TO DO => Can you write out the data below again with "field-scouting log" swapped for "garden survey log" throughout and nothing else changed? Leave out the pictures.

— BEGIN EXCERPTED RECORDS —

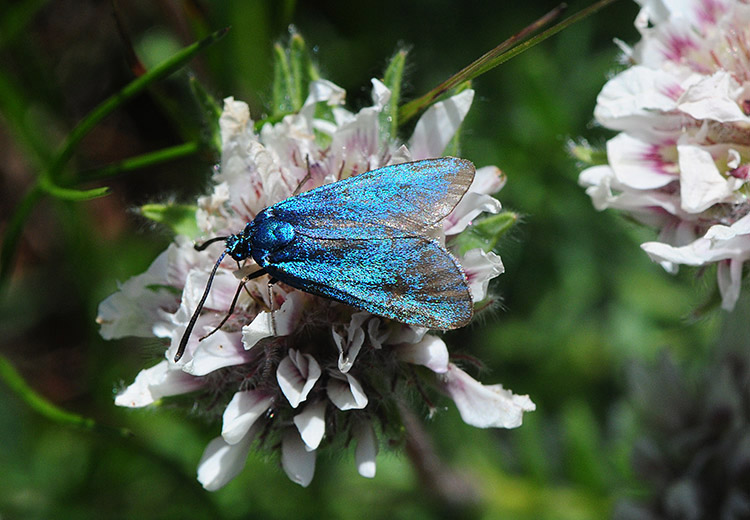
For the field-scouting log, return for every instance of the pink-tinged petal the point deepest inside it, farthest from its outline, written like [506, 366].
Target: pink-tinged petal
[221, 461]
[485, 406]
[298, 463]
[346, 393]
[218, 350]
[715, 98]
[311, 424]
[639, 164]
[637, 92]
[438, 125]
[431, 352]
[367, 449]
[701, 184]
[480, 267]
[134, 309]
[242, 412]
[350, 346]
[161, 380]
[297, 374]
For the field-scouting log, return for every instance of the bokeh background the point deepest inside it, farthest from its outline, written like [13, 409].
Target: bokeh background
[581, 304]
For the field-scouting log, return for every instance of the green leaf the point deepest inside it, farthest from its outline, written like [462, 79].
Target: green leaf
[500, 54]
[141, 161]
[392, 79]
[127, 92]
[180, 218]
[587, 154]
[282, 80]
[293, 71]
[486, 232]
[454, 145]
[212, 110]
[35, 401]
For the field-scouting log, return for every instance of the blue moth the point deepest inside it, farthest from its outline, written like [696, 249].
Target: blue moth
[366, 241]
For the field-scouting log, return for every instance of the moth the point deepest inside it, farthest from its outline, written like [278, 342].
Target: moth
[366, 241]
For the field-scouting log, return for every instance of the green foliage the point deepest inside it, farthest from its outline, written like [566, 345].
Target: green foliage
[179, 218]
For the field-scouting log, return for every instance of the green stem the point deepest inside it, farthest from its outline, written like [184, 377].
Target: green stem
[131, 89]
[13, 231]
[39, 404]
[500, 54]
[141, 161]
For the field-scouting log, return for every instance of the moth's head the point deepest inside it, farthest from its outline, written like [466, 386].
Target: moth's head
[238, 246]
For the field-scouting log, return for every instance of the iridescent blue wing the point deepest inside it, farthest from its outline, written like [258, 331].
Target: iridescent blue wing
[410, 279]
[398, 200]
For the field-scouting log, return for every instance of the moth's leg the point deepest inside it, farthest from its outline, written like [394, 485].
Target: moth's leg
[241, 285]
[271, 304]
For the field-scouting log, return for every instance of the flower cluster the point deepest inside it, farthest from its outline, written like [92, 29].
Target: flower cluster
[681, 161]
[291, 370]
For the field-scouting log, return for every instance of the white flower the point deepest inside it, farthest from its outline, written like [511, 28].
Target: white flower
[367, 449]
[682, 160]
[485, 406]
[291, 365]
[297, 374]
[151, 384]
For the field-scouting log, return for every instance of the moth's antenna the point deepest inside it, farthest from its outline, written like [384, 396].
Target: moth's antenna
[194, 318]
[204, 245]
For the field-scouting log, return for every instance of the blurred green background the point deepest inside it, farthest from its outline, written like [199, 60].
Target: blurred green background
[580, 301]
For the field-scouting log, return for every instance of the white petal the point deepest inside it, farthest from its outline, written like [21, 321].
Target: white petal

— END EXCERPTED RECORDS —

FINAL ANSWER =>
For the garden survey log, return for every instance of the pink-tinged petal the point deepest inside it, farthest from its outline, written like [506, 366].
Target: pink-tinged petal
[221, 461]
[485, 406]
[298, 463]
[346, 393]
[218, 350]
[715, 98]
[311, 424]
[639, 164]
[637, 92]
[438, 125]
[431, 352]
[367, 449]
[701, 184]
[480, 267]
[134, 309]
[242, 412]
[350, 346]
[161, 380]
[297, 374]
For the garden survey log, return for every instance of the bokeh background the point deepest inside it, farthest from its outline, written like [13, 409].
Target: bokeh background
[581, 304]
For the garden survey log, return for every instance of the green leaf the point deepest inside it, farthest from its outline, written like [462, 79].
Target: green leaf
[500, 54]
[141, 161]
[392, 79]
[127, 92]
[180, 218]
[587, 154]
[282, 80]
[293, 71]
[486, 232]
[454, 145]
[212, 110]
[35, 401]
For the garden survey log, return for every instance of the blue moth the point deepest inside it, farthest from its outline, written like [696, 249].
Target: blue moth
[366, 241]
For the garden survey log, return for every instance of the moth the point deepest inside it, farthest from its outline, written like [278, 342].
Target: moth
[366, 241]
For the garden survey log, return for every instance of the green foliage the point deepest inside it, farthest from its outline, written like [566, 345].
Target: green foliage
[179, 218]
For the garden survey log, return for every instance of the green stem the point deepest inside it, farthest from its outline, written like [184, 377].
Target: green stem
[131, 89]
[13, 231]
[39, 404]
[500, 54]
[141, 161]
For the garden survey log, return for every instance of the moth's head the point deepest inside it, farthest from its outline, written like [466, 386].
Target: moth's head
[238, 246]
For the garden survey log, return for every instance of the iridescent blue wing the point deepest inside it, farthest from its outline, written like [258, 331].
Target: iridescent blue wing
[410, 279]
[398, 200]
For the garden survey log, return for every instance of the moth's leg the point deepest inside it, farthest from its outline, written like [394, 485].
Target: moth's leg
[241, 285]
[271, 304]
For the garden survey log, return for every instance of the flower cluster the point deepest inside it, farthest from its outline, written like [92, 29].
Target: flower cluster
[681, 161]
[291, 370]
For the garden survey log, return for every instance of the white flower the point deepest inside it, farthest from its outline, written like [511, 28].
Target: white flower
[367, 449]
[682, 160]
[485, 406]
[291, 365]
[297, 374]
[151, 384]
For the garden survey log, return for every instance of the moth's antenna the point deepest inside it, farthest from its outline, written like [384, 396].
Target: moth's antenna
[194, 318]
[204, 245]
For the garden survey log, return for every instance of the blurred green background the point deepest inside it, farthest from its outline, written like [199, 60].
Target: blurred green background
[580, 301]
For the garden survey log, return for every instance of the white petal the point deepest inside it, farthest from its outline, written like [21, 321].
Target: white petal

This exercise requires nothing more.